START

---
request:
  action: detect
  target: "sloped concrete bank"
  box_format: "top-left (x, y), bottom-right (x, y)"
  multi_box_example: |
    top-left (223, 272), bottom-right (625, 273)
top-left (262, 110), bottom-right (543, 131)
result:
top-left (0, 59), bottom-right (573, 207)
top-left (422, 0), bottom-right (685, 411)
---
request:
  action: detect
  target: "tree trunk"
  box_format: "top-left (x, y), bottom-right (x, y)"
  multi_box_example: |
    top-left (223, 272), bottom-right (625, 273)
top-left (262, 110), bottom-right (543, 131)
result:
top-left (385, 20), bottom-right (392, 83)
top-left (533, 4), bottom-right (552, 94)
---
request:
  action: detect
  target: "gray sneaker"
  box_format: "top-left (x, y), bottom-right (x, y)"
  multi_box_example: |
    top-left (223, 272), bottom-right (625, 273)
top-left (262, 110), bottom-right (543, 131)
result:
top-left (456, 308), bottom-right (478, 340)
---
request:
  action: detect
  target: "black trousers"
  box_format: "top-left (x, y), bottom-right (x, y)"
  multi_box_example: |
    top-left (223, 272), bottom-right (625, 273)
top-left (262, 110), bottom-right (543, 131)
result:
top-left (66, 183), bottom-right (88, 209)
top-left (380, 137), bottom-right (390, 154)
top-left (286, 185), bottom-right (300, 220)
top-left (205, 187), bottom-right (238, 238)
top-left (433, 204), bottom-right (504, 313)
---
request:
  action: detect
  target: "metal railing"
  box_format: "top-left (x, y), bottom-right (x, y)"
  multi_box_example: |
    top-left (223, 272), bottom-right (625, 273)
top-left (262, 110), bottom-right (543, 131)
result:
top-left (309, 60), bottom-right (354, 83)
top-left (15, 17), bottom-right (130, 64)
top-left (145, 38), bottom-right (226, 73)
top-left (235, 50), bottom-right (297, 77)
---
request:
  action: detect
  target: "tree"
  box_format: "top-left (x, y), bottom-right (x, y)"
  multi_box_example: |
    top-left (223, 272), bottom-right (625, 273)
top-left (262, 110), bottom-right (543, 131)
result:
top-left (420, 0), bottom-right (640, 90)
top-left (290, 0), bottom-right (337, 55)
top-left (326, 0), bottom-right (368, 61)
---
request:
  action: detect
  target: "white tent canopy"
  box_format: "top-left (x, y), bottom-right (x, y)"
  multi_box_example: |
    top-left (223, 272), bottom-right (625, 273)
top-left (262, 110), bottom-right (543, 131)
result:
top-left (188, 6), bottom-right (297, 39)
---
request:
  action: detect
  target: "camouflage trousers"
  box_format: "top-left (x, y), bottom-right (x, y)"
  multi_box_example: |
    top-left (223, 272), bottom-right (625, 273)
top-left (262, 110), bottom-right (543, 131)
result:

END

### SET EXERCISE
Can you rewrite all the rows above, changing every "detect" to "locate" and leaving everything else as it is?

### SOLUTION FOR THIS PROBLEM
---
request:
  action: locate
  target: "sloped concrete bank"
  box_format: "top-left (x, y), bottom-right (x, y)"
  multi_box_example: |
    top-left (223, 272), bottom-right (625, 273)
top-left (262, 110), bottom-right (543, 131)
result:
top-left (0, 59), bottom-right (573, 207)
top-left (422, 0), bottom-right (685, 411)
---
request:
  action: locate
  target: "tree trunk"
  box_format: "top-left (x, y), bottom-right (x, y)"
  multi_box_example: |
    top-left (223, 272), bottom-right (625, 273)
top-left (262, 110), bottom-right (543, 131)
result:
top-left (385, 20), bottom-right (392, 83)
top-left (533, 4), bottom-right (552, 94)
---
request:
  action: locate
  target: "gray sneaker"
  box_format: "top-left (x, y), bottom-right (x, y)"
  multi_box_example: |
    top-left (223, 272), bottom-right (625, 273)
top-left (262, 110), bottom-right (543, 131)
result:
top-left (456, 308), bottom-right (478, 340)
---
request:
  action: locate
  target: "black trousers"
  box_format: "top-left (x, y), bottom-right (x, y)"
  multi_box_example: |
    top-left (223, 272), bottom-right (625, 273)
top-left (262, 110), bottom-right (543, 131)
result:
top-left (66, 183), bottom-right (88, 209)
top-left (380, 137), bottom-right (390, 154)
top-left (286, 185), bottom-right (300, 220)
top-left (205, 187), bottom-right (238, 238)
top-left (433, 204), bottom-right (504, 313)
---
request:
  action: locate
  target: "metal railing"
  box_format: "top-left (x, y), bottom-right (x, y)"
  multi_box_example: |
    top-left (223, 272), bottom-right (625, 273)
top-left (262, 110), bottom-right (543, 131)
result:
top-left (309, 60), bottom-right (354, 83)
top-left (15, 17), bottom-right (130, 64)
top-left (145, 38), bottom-right (226, 73)
top-left (235, 50), bottom-right (297, 77)
---
request:
  action: locate
  target: "tree"
  box_format: "top-left (x, y), bottom-right (x, y)"
  multi_box_example: |
    top-left (223, 272), bottom-right (625, 273)
top-left (262, 110), bottom-right (543, 131)
result:
top-left (420, 0), bottom-right (640, 90)
top-left (290, 0), bottom-right (337, 55)
top-left (326, 0), bottom-right (368, 61)
---
request:
  action: locate
  target: "white tent canopy"
  box_format: "top-left (x, y), bottom-right (x, y)"
  multi_box_example: |
    top-left (223, 272), bottom-right (625, 273)
top-left (262, 110), bottom-right (543, 131)
result:
top-left (188, 6), bottom-right (297, 39)
---
request:
  action: locate
  target: "camouflage trousers"
  box_format: "top-left (x, y), bottom-right (x, y)"
  multi_box_example: |
    top-left (223, 272), bottom-right (625, 273)
top-left (262, 110), bottom-right (543, 131)
result:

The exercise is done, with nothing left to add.